Sabtu, 08 Desember 2012

0 Keridhoan Ibu, Jalan Surga bagiku

Sejarah tidak pernah mengenal adanya agama atau sistem yang menghargai keberadaan wanita sebagai ibu yang lebih mulia daripada Islam. Sungguh Islam telah menegaskan terhadap wanita untuk bertauhid kepada Allah dan beribadah kepada-Nya. Islam juga menjadikan berbuat baik  kepada wanita, sebagaimana telah menjadikan hak seorang ibu itu lebih kuat daripada hak seorang ayah, karena beban yang amat berat ia rasakan ketika hamil, menyusui, melahirkan dan mendidik kita sampai kita saat ini. Inilah yang ditegaskan oleh Al Qur’an dengan diulang-ulang lebih dari satu surat agar benar-benar difahami oleh kita anak manusia. Sebagaimana firman Allah SWT: “Dan Kami wasiatkan (perintahkan) kepada manusia (berbuat baik) kepada dua orang ibu bapaknya; ibunya telah mengandungnnya dalam keadaan lemah yang bertambah-tambah, dan menyapihnya dalam dua tahun. Bersyukurlah kepada-Ku dan kepada dua orang ibu bapakmu, hanya kepada-Kulah kembalimu.”(Luqman:14)
Ada seorang laki-laki datang kepada Rasulullah SAW lalu bertanya,”Siapakah yang paling berhak saya pergauli dengan baik?” Nabi bersabda, “Ibumu,” orang itu bertanya, “kemudian siapa lagi?” Nabi bersabda, “Ibumu,” orang itu bertanya, “Kemudian siapa lagi?” Nabi bersabda, “Ibumu, - orang itu bertanya, “Kemudian siapa lagi?” Nabi bersabda, “Ayahmu”. (HR. Bukhan Muslim)

▶ _DATA_
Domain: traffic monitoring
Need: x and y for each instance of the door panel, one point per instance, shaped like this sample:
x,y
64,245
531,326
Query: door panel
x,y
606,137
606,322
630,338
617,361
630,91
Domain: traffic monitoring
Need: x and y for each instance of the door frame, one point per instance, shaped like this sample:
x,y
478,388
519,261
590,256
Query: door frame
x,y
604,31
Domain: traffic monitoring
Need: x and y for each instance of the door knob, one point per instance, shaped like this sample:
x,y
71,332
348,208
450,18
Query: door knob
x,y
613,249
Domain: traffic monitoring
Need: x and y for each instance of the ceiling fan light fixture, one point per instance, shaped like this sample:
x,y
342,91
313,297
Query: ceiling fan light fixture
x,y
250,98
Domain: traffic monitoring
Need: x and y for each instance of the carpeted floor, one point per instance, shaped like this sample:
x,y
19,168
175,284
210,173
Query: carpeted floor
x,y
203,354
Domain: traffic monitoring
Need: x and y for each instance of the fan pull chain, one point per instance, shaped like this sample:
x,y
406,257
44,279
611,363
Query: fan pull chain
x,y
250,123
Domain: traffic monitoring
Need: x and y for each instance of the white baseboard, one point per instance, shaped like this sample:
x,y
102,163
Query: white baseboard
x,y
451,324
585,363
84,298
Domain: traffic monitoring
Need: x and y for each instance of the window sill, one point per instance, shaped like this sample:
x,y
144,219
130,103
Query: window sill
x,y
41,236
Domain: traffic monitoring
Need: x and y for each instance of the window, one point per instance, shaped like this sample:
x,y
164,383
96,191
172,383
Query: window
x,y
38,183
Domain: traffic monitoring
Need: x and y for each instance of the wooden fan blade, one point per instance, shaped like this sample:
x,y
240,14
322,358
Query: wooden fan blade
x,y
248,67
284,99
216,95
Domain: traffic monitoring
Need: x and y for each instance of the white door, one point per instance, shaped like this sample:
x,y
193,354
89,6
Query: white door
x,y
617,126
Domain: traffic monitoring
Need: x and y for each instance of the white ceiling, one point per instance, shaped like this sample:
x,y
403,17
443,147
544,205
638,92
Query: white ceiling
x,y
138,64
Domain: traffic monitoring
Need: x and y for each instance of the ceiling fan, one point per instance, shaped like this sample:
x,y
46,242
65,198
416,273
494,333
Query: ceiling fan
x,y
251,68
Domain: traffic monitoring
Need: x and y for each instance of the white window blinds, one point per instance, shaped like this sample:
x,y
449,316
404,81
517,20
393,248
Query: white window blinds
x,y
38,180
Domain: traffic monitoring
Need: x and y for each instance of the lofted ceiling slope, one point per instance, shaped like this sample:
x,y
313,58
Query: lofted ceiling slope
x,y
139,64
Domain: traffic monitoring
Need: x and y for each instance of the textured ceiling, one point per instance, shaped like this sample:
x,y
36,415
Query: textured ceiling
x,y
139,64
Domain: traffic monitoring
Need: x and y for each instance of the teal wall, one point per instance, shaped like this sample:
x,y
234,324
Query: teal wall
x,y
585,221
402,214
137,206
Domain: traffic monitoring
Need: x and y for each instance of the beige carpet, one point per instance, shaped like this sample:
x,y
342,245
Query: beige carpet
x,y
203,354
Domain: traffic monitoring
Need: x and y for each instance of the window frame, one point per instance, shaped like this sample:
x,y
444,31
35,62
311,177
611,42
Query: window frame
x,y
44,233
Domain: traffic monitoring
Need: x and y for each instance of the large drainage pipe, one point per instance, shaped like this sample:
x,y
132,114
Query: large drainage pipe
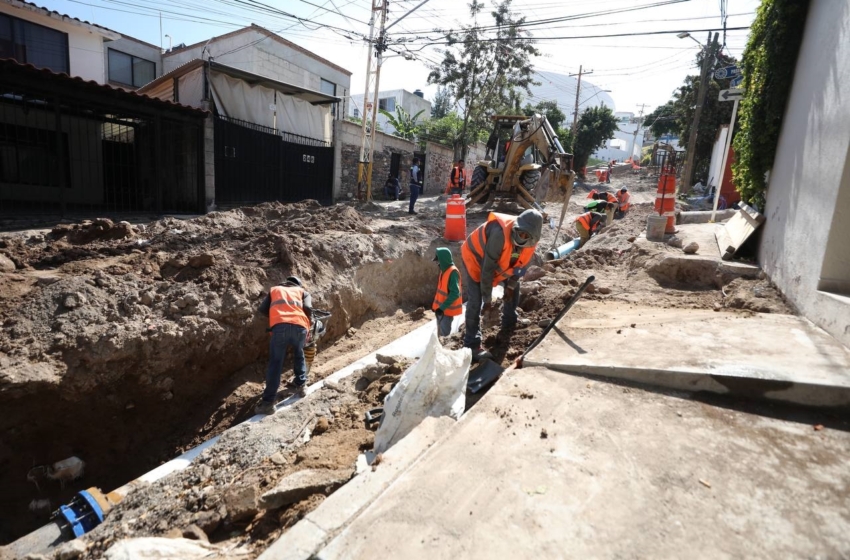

▶ _PETUNJUK TUGAS_
1. Kutiplah bagian teks bacaan yang dimulai pada kata-kata "Ada seorang laki-laki" dan berhenti setelah "(HR. Bukhan Muslim)", tanpa mengubah satu huruf pun.
2. Hitunglah baris catatan yang memuat kata "white" dengan membedakan huruf besar dan huruf kecil. Tuliskan angkanya saja.
Catatan tersebut sama sekali tidak berhubungan dengan teks bacaan.

▶ _HASIL_
1.
Ada seorang laki-laki datang kepada Rasulullah SAW lalu bertanya,”Siapakah yang paling berhak saya pergauli dengan baik?” Nabi bersabda, “Ibumu,” orang itu bertanya, “kemudian siapa lagi?” Nabi bersabda, “Ibumu,” orang itu bertanya, “Kemudian siapa lagi?” Nabi bersabda, “Ibumu, - orang itu bertanya, “Kemudian siapa lagi?” Nabi bersabda, “Ayahmu”. (HR. Bukhan Muslim)

2. 8